Passage provided
##########

Bump for those new to the board


----------



## karenp (Jun 7, 2013)

Jersey cow bred to an beef bull, but it depends on how much milk you want.


----------



## francismilker (Jan 12, 2006)

I've still got the opinion that a heavy milking beef cow like a Simmental or Hereford and share milking with calf is a good option for a family milk cow. Or, a others have said a beef/jersey cross is good.


----------



## sonofman (Dec 13, 2014)

Red Polls can be good too. They have been used in a lot of the beef composite breeds that you see today used commercially.

You could also consider a cross bred cow for a family cow. We had a cow that was half Jersey and half Polled Hereford and she did just fine. 

You have to remember that even if you only get a gallon of milk per day out of your cow, you're going to have to figure out what to do with 7 gallons of milk every week LOL.

##########

Dataset section
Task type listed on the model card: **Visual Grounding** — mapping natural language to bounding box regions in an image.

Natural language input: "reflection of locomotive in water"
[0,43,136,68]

##########

Exercises
1) Please reproduce the passage from the milk cow thread from "## sonofman (Dec" up to and including "every week LOL.".
2) Answer these questions using the milk cow thread:
(a) Which two beef breeds does francismilker name as heavy milking beef cows?
(b) What was the breed makeup of the cow sonofman says they had?
(c) What kind of bull does karenp suggest breeding a Jersey cow to?

Responses for each task
1)
## sonofman (Dec 13, 2014)

Red Polls can be good too. They have been used in a lot of the beef composite breeds that you see today used commercially.

You could also consider a cross bred cow for a family cow. We had a cow that was half Jersey and half Polled Hereford and she did just fine. 

You have to remember that even if you only get a gallon of milk per day out of your cow, you're going to have to figure out what to do with 7 gallons of milk every week LOL.

2)
(a) Simmental and Hereford
(b) Half Jersey and half Polled Hereford
(c) A beef bull